Données fournies:

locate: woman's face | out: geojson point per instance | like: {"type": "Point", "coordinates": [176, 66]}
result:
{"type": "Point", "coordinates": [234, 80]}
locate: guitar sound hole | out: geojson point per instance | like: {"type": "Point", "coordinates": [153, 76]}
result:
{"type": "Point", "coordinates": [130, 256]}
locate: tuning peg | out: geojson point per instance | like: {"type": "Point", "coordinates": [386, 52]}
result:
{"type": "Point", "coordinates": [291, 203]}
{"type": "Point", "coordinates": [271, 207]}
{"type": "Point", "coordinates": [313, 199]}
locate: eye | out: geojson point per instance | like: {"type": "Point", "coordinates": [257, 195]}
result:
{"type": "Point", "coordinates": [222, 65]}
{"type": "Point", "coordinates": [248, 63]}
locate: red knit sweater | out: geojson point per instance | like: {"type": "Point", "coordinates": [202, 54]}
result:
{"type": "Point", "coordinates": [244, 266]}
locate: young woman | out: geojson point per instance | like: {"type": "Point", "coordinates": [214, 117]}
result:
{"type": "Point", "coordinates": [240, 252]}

Consigne:
Recopiez toutes les lignes ci-dessus, de la première à la dernière, sans y changer quoi que ce soit.

Corrigé:
locate: woman's face | out: geojson point per instance | like: {"type": "Point", "coordinates": [176, 66]}
result:
{"type": "Point", "coordinates": [234, 80]}
locate: guitar sound hole | out: geojson point per instance | like: {"type": "Point", "coordinates": [153, 76]}
result:
{"type": "Point", "coordinates": [130, 256]}
locate: tuning peg | out: geojson point per instance | like: {"type": "Point", "coordinates": [386, 52]}
result:
{"type": "Point", "coordinates": [291, 203]}
{"type": "Point", "coordinates": [271, 207]}
{"type": "Point", "coordinates": [313, 199]}
locate: eye | out: geojson point per instance | like: {"type": "Point", "coordinates": [257, 195]}
result:
{"type": "Point", "coordinates": [222, 65]}
{"type": "Point", "coordinates": [248, 63]}
locate: red knit sweater | out: geojson point per instance | like: {"type": "Point", "coordinates": [202, 54]}
result:
{"type": "Point", "coordinates": [244, 266]}
locate: young woman | out: geojson point per instance | like: {"type": "Point", "coordinates": [214, 117]}
result:
{"type": "Point", "coordinates": [240, 252]}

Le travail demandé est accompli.